> **What is needed**
Copy out the following lines verbatim.

(Saved entries)

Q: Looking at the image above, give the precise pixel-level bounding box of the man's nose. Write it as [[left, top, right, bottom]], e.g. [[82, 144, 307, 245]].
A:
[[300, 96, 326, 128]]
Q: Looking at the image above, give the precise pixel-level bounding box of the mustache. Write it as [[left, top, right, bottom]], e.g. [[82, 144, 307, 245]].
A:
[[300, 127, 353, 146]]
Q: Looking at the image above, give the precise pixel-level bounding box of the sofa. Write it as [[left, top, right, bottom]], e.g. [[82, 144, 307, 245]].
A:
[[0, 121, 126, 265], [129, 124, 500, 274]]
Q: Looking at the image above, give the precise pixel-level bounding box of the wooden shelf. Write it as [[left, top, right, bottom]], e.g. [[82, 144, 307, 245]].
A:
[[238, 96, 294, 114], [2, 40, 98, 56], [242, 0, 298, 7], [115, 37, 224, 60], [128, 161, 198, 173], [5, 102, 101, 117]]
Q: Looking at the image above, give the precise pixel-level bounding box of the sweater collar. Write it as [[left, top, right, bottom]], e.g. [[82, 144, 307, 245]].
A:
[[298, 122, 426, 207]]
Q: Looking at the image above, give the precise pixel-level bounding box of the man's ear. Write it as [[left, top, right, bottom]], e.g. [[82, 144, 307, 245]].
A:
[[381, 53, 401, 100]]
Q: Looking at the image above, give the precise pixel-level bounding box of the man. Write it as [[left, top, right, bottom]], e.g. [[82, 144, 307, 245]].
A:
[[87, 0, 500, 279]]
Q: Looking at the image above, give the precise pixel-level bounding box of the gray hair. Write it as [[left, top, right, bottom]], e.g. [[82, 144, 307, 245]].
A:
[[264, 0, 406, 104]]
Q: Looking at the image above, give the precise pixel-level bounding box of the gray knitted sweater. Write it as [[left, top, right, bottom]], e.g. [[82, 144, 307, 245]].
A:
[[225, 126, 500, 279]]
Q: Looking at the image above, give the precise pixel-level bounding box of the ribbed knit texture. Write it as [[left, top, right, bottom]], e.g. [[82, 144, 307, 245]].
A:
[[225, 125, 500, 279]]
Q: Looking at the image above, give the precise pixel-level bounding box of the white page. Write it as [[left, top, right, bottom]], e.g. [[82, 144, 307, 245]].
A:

> **Worked solution**
Q: Looking at the image above, give the precise pixel-level bounding box of the man's nose. Write it as [[left, top, right, bottom]], e.g. [[82, 144, 307, 245]].
A:
[[300, 96, 326, 128]]
Q: Looking at the image above, give the precise pixel-level bounding box of the mustache. Write it as [[left, top, right, bottom]], e.g. [[82, 144, 307, 245]].
A:
[[300, 127, 353, 146]]
Q: Looking at the image above, give the precise pixel-level bounding box of the sofa. Write it as [[left, top, right, bottom]], e.g. [[82, 144, 307, 245]].
A:
[[0, 121, 126, 265], [129, 124, 500, 274]]
Q: Looking at the image above, give the precise pixel-level bounding box of the wooden shelf. Write it as [[left, top, right, bottom]], e.g. [[82, 144, 307, 245]].
A:
[[238, 96, 294, 114], [2, 40, 98, 56], [242, 0, 298, 7], [115, 37, 224, 60], [128, 161, 198, 173], [5, 102, 101, 117]]
Q: Looking at the image above, give the precise pixel-level bounding box of the sweater collar. Write it as [[left, top, right, bottom]], e.g. [[82, 144, 307, 245]].
A:
[[298, 122, 426, 207]]
Q: Looking at the image above, give the precise pixel-level bounding box of the man's ear. Write it as [[left, top, right, bottom]], e.g. [[82, 144, 307, 245]].
A:
[[381, 53, 401, 100]]
Q: Looking at the image above, give the precise pixel-level bounding box of the man. Write it as [[left, top, right, bottom]], e.g. [[82, 144, 307, 245]].
A:
[[87, 0, 500, 279]]
Q: Looking at the image above, give the precise pixel-level bounding box of the gray hair. Write it as [[left, top, right, bottom]], e.g. [[82, 144, 307, 245]].
A:
[[264, 0, 406, 104]]
Q: Looking at the image above, give the precise pixel-level bounding box of the gray knitted sweater. Write it as [[left, top, right, bottom]], e.g. [[82, 144, 307, 245]].
A:
[[225, 126, 500, 279]]
Q: Looking at the image above, give the precise pixel-level bounding box of the ribbed knit texture. Write it as [[left, top, right, bottom]], e.g. [[82, 144, 307, 245]].
A:
[[225, 125, 500, 279]]
Q: Looking at the image above, give the precise pixel-level bounding box of the white page. Write it as [[left, top, right, bottom]], e.g. [[82, 144, 307, 245]].
A:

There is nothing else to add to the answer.